» **Text passage**:
■ ■ ■ ■ ■ ■ ■

Accordingly, when the controller 21, which is embodied to comprise a circuit board, is electrically connected to the heater element 12, the heater element 12 is in operation to heat the soldering sleeve 21 under control of the controller 21 which is supplied with electric power by the power module 23.
The power module 23 may be embodied to comprise a rechargeable battery 231 and an electrically charging interface 232 for being electrically connected to an external power source for electrically charging the rechargeable battery 231 which can be lead-acid battery, Ni—Cd battery, Ni-MH battery, or Li-ion battery.
According to the present invention, the heater element 12 comprises a substrate 121 and at least a thick film layer 122 laminated on at least an attaching surface 1210 of the substrate 121. In this embodiment, as shown in
The soldering sleeve 11 has a receiving channel 110 for receiving the heater element 12. In this embodiment, the receiving channel 110 is extended from an opening end 1101 of the soldering sleeve 11 to a closed end 1102 of the soldering sleeve 11, and the heater element 12 is fitted into the receiving channel 110 along an entire length of the soldering sleeve 11, so that the entire soldering sleeve 11 can be directly heated by the heater element 12.
More specifically, when the heater element 12 is disposed in the receiving channel 110 of the soldering sleeve 11, a tip end 1221 of the thick film layer 122 is sleeved by the closed end 1102 of the soldering sleeve 11, so that the heat from the tip end 1221 of the thick film layer 122 is transferred to the closed end 1102 of the soldering sleeve 11 which is used for heating and melting metal materials.
Accordingly, the soldering sleeve 11 comprises an inner heat transferring surface 111 which is aligned with the thick film layer 122 of the heater element 12, so that the heat from the thick film layer 122 is transferred to the inner heat transferring surface 111 of the soldering sleeve 11, and the entire soldering sleeve 11 will then be heated up to a predetermined temperature under control of the controller 21.
In this embodiment, the heater element 12 is extended into the closed end 1102 of the soldering sleeve 11, so that the closed end 1102 of the soldering sleeve 11, which is used for melting and joining metal elements can be directly heated by the heater element 12, so as to reduce the time for getting ready of the soldering sleeve 11.
The heater element 12 further comprises two electrode connecting members 123 which electrically connect the thick film layer 122 to the controller 21. Each of the two electrode connecting members 123 can be an electrical wire which is extended between the thick film layer 122 and the controller 21.
The thick film layer 122 forms an electrical heating circuit by a thick film paste which is made of solid powder doped with metal resistance paste and organic solvents, and the mixture is rolled for multiple times. The process of paste printing is carried out by a screen printer machine. The screen is strained into an aluminium frame and the thick film paste is pressed onto the carrier through it by a printing squeegee. The squeegee has constant speed and pushes the screen with contact force. The material of the screen can be stainless steel or polymer. The design of the printed layer is realized with a negative emulsion mask on polymer screens while with openings on masks.
The thick film layer 122 has a relatively low electric resistance, so that the heater element 12 can be quickly heated up for heating the soldering sleeve 11. According to the present invention, the soldering sleeve 11 can be heated to its working temperature in three to six seconds. In other words, comparing with the conventional heater core, the heating efficiency of the heater element 12 disposed in the soldering sleeve 11 is greatly enhanced. By introducing the thick film layer 122 into the heater element 12, the time for getting ready of the heating assembly 10 before the soldering operation of the portable electric soldering iron tool is significantly reduced.

■ ■ ■ ■ ■ ■ ■

» **What you will do**:
a) According to the soldering iron passage, how long does the soldering sleeve take to reach its working temperature?
b) From the soldering iron passage, return the text between "More specifically, when" and "of the controller 21.", inclusive.

■ ■ ■ ■ ■ ■ ■

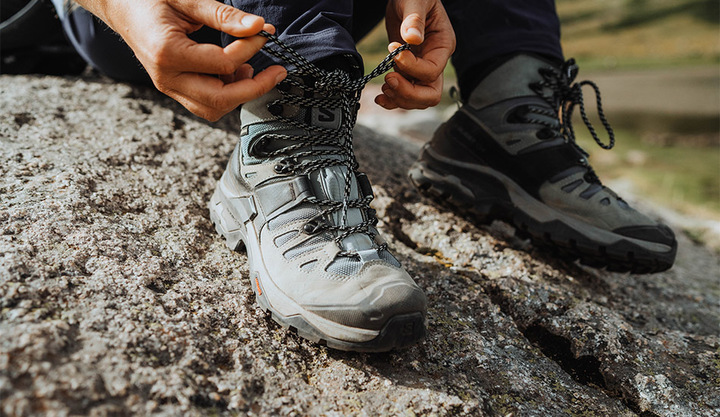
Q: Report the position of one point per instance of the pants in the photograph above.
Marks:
(485, 31)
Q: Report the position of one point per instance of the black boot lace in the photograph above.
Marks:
(565, 95)
(322, 147)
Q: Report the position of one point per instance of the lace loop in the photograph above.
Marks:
(323, 147)
(566, 95)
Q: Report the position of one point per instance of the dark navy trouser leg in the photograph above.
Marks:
(488, 29)
(316, 29)
(485, 29)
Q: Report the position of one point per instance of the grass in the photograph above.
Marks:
(637, 34)
(621, 33)
(684, 178)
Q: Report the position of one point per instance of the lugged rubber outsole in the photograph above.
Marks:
(399, 332)
(471, 202)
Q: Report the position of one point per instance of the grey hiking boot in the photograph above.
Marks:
(292, 196)
(507, 155)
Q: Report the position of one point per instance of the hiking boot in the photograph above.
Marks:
(292, 196)
(507, 155)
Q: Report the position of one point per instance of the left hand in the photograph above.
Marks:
(417, 80)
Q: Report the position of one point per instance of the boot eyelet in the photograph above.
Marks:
(285, 166)
(544, 134)
(313, 226)
(275, 109)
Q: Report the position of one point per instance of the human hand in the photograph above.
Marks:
(417, 80)
(156, 30)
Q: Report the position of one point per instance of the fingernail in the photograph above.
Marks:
(249, 20)
(413, 32)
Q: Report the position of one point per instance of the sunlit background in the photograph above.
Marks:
(657, 63)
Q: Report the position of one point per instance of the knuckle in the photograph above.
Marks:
(226, 66)
(162, 55)
(219, 102)
(224, 14)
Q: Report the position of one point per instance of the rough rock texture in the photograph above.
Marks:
(118, 297)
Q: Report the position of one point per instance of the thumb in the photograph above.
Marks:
(412, 29)
(221, 17)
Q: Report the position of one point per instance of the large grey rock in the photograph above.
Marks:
(118, 297)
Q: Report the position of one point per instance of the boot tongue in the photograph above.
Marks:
(329, 182)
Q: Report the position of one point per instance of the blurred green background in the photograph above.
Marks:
(657, 63)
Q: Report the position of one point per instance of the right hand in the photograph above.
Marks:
(156, 30)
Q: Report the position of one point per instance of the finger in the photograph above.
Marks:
(185, 55)
(412, 29)
(412, 96)
(385, 102)
(213, 93)
(426, 68)
(218, 16)
(245, 71)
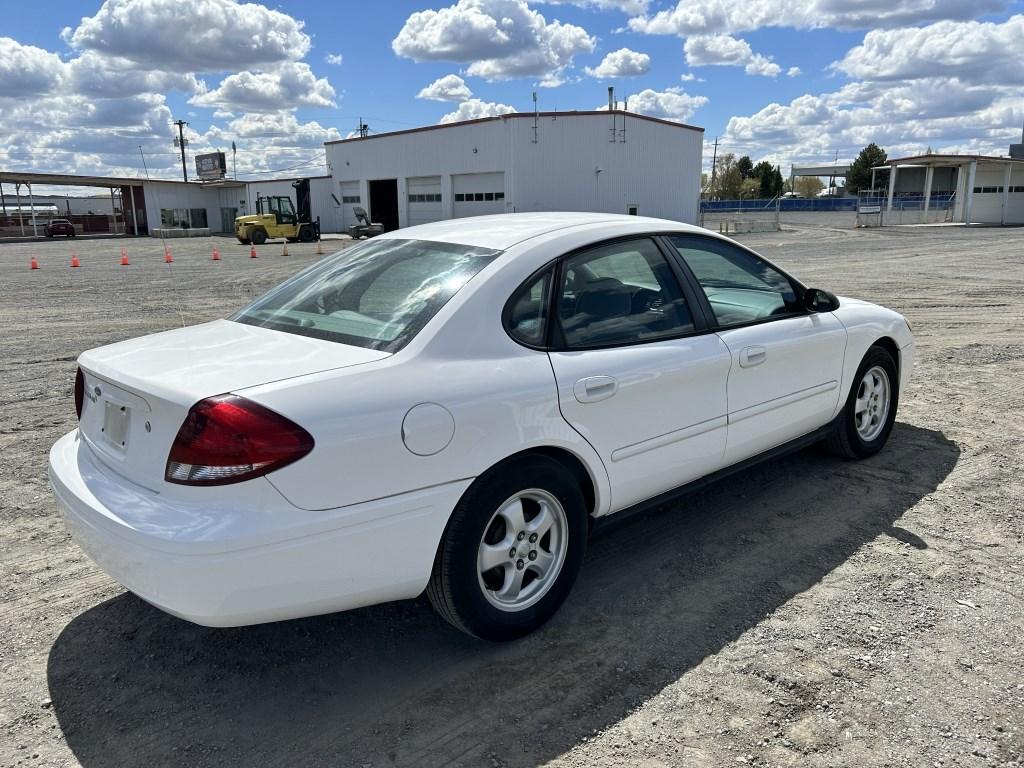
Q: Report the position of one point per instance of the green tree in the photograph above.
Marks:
(859, 176)
(728, 180)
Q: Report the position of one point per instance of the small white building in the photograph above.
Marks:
(983, 189)
(614, 162)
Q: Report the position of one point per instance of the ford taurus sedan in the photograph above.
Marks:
(448, 408)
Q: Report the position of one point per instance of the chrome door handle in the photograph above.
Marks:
(595, 388)
(751, 356)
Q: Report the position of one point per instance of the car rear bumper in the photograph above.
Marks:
(224, 571)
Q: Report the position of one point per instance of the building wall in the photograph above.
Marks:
(911, 180)
(987, 206)
(657, 168)
(574, 166)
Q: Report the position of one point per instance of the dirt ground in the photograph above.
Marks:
(806, 612)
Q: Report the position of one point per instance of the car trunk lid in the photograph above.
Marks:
(138, 392)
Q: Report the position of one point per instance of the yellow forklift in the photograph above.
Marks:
(275, 217)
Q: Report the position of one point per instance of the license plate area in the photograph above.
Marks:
(117, 419)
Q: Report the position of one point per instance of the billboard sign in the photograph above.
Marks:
(211, 166)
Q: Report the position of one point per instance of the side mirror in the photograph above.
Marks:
(816, 300)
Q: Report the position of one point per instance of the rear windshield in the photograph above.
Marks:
(377, 295)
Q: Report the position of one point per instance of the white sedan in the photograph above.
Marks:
(449, 408)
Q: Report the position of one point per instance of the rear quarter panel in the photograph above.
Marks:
(502, 397)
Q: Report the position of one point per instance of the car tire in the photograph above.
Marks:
(523, 590)
(867, 417)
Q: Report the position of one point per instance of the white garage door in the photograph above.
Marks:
(424, 200)
(349, 198)
(478, 194)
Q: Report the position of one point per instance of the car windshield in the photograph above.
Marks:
(376, 295)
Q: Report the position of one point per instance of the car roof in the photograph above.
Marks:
(503, 230)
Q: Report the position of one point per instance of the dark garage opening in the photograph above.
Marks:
(384, 202)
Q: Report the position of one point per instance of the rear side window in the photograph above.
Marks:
(621, 293)
(377, 295)
(741, 288)
(527, 313)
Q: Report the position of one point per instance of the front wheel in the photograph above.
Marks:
(867, 417)
(512, 550)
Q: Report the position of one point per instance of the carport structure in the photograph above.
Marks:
(128, 190)
(985, 189)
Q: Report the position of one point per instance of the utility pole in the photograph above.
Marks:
(182, 143)
(714, 163)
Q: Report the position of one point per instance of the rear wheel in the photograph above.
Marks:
(869, 412)
(512, 550)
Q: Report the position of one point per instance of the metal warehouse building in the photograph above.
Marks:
(614, 162)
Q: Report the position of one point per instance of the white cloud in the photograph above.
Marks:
(280, 128)
(902, 118)
(26, 70)
(725, 50)
(972, 51)
(291, 84)
(448, 88)
(672, 103)
(99, 75)
(711, 16)
(950, 85)
(621, 64)
(631, 7)
(500, 39)
(190, 35)
(475, 109)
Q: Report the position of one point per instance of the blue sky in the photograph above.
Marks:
(84, 84)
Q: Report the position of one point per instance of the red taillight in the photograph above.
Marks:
(229, 438)
(79, 392)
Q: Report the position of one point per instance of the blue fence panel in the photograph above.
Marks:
(788, 204)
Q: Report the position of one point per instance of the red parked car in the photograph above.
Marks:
(59, 226)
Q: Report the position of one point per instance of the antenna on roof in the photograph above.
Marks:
(536, 116)
(611, 109)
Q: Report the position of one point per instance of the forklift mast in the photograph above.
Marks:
(303, 207)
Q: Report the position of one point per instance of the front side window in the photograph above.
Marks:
(623, 293)
(377, 295)
(741, 288)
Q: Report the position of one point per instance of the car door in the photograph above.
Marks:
(786, 361)
(639, 375)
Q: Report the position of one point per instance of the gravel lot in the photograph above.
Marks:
(807, 612)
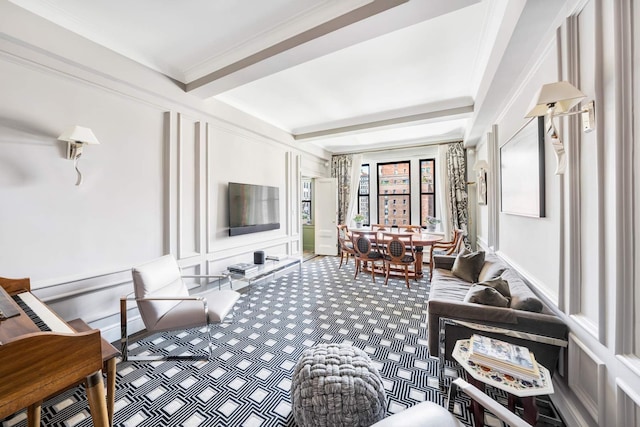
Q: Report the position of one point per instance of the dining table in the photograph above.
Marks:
(420, 241)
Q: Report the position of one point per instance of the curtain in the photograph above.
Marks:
(444, 196)
(352, 209)
(457, 183)
(341, 168)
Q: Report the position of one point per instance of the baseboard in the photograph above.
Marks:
(569, 407)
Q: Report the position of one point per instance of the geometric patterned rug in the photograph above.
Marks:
(247, 381)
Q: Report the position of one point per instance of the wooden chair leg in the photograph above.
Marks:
(33, 414)
(387, 273)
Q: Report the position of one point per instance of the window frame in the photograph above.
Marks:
(381, 192)
(423, 221)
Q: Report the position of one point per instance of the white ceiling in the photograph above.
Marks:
(346, 75)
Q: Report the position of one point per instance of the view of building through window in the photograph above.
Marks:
(394, 193)
(427, 190)
(363, 194)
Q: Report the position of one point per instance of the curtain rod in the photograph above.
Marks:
(398, 148)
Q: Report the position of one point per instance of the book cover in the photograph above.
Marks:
(500, 353)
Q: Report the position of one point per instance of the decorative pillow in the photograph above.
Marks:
(486, 295)
(491, 270)
(467, 265)
(500, 285)
(527, 303)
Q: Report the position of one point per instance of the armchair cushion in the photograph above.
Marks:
(164, 301)
(467, 265)
(420, 415)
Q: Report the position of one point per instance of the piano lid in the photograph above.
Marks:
(8, 307)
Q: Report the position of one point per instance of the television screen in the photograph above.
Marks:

■ ■ ■ ■ ■ ■ ■

» **Results of the exercise**:
a) Three to six seconds.

b)
More specifically, when the heater element 12 is disposed in the receiving channel 110 of the soldering sleeve 11, a tip end 1221 of the thick film layer 122 is sleeved by the closed end 1102 of the soldering sleeve 11, so that the heat from the tip end 1221 of the thick film layer 122 is transferred to the closed end 1102 of the soldering sleeve 11 which is used for heating and melting metal materials.
Accordingly, the soldering sleeve 11 comprises an inner heat transferring surface 111 which is aligned with the thick film layer 122 of the heater element 12, so that the heat from the thick film layer 122 is transferred to the inner heat transferring surface 111 of the soldering sleeve 11, and the entire soldering sleeve 11 will then be heated up to a predetermined temperature under control of the controller 21.